──────── SOURCE EXTRACT ────────

In August, hundreds of farmers protested in silence against their fields being taken for housing near Hanoi. Almost two years ago, 400 protesters threw gasoline bombs and fought with police at the opening ceremony for a new golf course in the capital’s Dong Anh quarter. And for the past few years, the Central Highlands region has been simmering with rage as more land is turned over to plantations, which often means a loss of forests or fields for the indigenous Degar peoples, who were referred to as Montagnards by the colonial French.

To reassure foreign investors and protect its monopoly on power, the Communist Party is attempting to damp down such protests by nabbing corrupt cadres and officials, improving governance, and slowly but surely demonstrating greater respect for villagers’ rights. However, despite many high-profile crackdowns, dutifully reported by the state-controlled media, all indications are that official abuse and corruption remain rampant.

Son La, in the country’s remote and rugged northwest region, is Vietnam’s less ambitious answer to China’s Three Gorges Dam, currently the world’s biggest hydropower project. Like Son La, the Three Gorges Dam came with grand and equitable relocation plans covering 1.3 million people, including residents of small cities designed to be submerged by the dam’s huge reservoir. Instead, the massive project has left investigators with thousands of new official corruption cases to pursue – many related to compensation for relocated villagers – and resulted in scores of convicted corrupt Communist Party apparatchiks swapping the high life for labor camps.

Relocation is also becoming a political hot potato across Southeast Asia, as increasing demand for power spurs developers to propose more and more dams. In Laos, the World Bank is overseeing an extraordinary relocation and environmental-protection program for the controversial Nam Theun II hydro dam. Just how effective those measures are may not be clear for a decade, independent environmentalists say.

Maintaining those costly standards for other regional dams could be difficult as less scrupulous private developers from China, Thailand and Vietnam rush into Laos and Myanmar to finance dams.

Yet Vietnam’s Son La Dam at the outset aimed to set a new, more equitable standard for relocation and provide a transferable blueprint for other big development projects that would push people from their homes.

────────

QUESTIONS TO ANSWER:
1. Answer these from the text on land disputes and dams in Vietnam:
(a) How many protesters threw gasoline bombs at the opening of the golf course in Dong Anh?
(b) How many people did the Three Gorges Dam relocation plans cover?
(c) Who is overseeing the relocation and environmental-protection program for the Nam Theun II dam?
2. Please carry on the text on land disputes and dams in Vietnam from its last sentence.

──────── SOURCE INFORMATION ────────

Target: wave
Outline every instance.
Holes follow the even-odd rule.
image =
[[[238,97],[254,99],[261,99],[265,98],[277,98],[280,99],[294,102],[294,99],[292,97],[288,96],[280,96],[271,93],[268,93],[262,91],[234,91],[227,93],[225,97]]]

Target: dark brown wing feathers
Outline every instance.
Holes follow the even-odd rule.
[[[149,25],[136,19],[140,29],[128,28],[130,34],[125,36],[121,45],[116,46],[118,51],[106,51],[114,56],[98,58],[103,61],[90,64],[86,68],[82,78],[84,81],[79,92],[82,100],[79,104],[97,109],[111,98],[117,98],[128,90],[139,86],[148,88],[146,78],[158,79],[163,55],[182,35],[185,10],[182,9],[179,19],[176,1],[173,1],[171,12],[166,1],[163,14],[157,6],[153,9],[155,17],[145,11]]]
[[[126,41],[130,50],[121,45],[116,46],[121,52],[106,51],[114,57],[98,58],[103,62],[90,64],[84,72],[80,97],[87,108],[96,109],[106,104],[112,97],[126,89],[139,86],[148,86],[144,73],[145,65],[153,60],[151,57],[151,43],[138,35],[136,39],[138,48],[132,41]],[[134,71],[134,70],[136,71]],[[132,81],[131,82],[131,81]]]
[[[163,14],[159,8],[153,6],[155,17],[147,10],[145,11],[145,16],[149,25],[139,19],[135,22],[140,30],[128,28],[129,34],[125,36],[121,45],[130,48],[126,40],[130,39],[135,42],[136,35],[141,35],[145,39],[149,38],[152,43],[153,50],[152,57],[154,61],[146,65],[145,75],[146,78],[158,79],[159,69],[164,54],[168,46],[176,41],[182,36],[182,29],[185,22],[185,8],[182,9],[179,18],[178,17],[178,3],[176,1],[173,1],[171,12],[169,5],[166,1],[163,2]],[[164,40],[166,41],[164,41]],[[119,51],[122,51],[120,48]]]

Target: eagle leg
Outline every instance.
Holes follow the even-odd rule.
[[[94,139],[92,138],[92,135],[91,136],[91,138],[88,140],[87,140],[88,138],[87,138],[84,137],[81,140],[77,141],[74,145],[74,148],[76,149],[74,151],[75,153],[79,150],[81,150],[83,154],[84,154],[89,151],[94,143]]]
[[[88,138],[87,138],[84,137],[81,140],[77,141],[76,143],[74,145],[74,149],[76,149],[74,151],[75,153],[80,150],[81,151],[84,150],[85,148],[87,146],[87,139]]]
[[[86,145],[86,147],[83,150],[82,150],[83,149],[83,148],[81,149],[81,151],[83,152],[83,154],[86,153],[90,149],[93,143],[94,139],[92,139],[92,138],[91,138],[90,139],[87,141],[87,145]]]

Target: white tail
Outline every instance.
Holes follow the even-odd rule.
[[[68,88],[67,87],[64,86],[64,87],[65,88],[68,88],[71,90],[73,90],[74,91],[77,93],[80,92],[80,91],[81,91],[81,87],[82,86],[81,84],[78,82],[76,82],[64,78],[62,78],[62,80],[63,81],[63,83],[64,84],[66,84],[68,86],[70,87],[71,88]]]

────────

SOLVED TASKS:
1.
(a) 400
(b) 1.3 million
(c) The World Bank

2.
Vietnamese officials, taking note of lawmakers’ worries and villagers’ complaints, drew up a program that the country’s association of scientists commended for its – on paper at least – efforts to ensure villagers’ livelihoods in new villages through more space, schools and clinics.

But now, in practice, they say that plan is failing because of poor implementation, incompetence and corruption. It is a situation compounded by legal knots left by rapidly changing regulations, especially concerning land use and ownership. That is not an unusual outcome either in Vietnam or elsewhere in developing Asia, because local officials often lack the skill, will or resources to implement central government policies effectively.

At Son La, at least a thousand families have so far been moved, breaking up communities and extended families to resettlement villages up mountains and away from the river. The new homes are not the main issue; rather it’s the lack of arable land and meager compensation that are proving the main cause of despair, the scientists say.

It’s a plight made worse because most relocated villagers haven’t a clue about growing crops in the highlands’ less temperate climate and tougher soil. The scientists say training programs for higher-altitude agriculture and supplies of more durable seeds and cuttings are urgently needed. Those who used their savings or borrowed heavily to invest in boats and fishing nets along the Da River have literally been left high and dry.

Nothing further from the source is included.